The data below:

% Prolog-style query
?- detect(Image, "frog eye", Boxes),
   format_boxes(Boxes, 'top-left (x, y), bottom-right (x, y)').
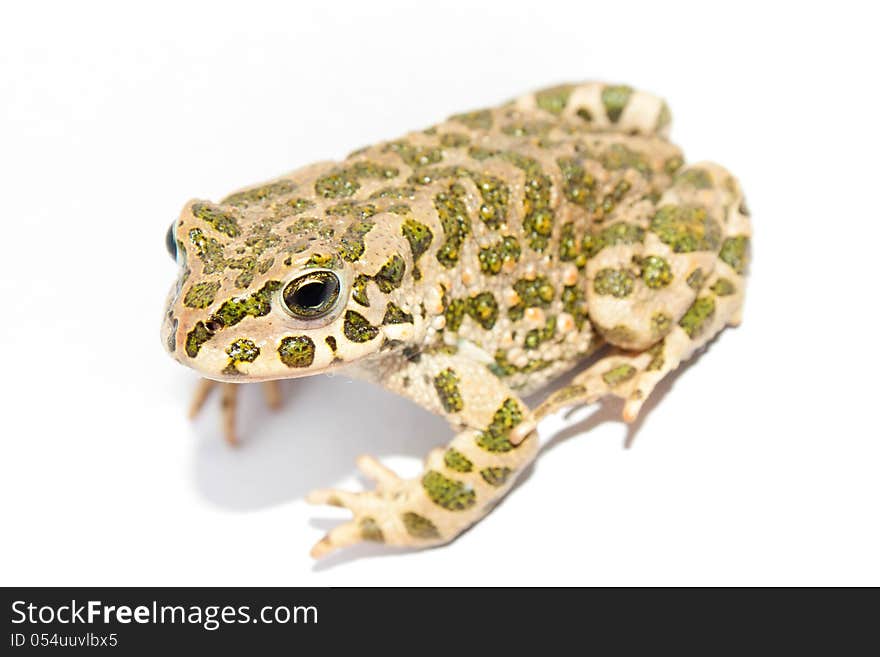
top-left (165, 222), bottom-right (177, 260)
top-left (281, 271), bottom-right (341, 319)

End of The data.

# Work order:
In the transcription, every picture is to be excluded and the records above given again exactly.

# Result of this exercise:
% Prolog-style query
?- detect(Image, "frog eye", Boxes),
   format_boxes(Boxes, 'top-left (x, y), bottom-right (x, y)').
top-left (165, 222), bottom-right (177, 260)
top-left (281, 271), bottom-right (341, 319)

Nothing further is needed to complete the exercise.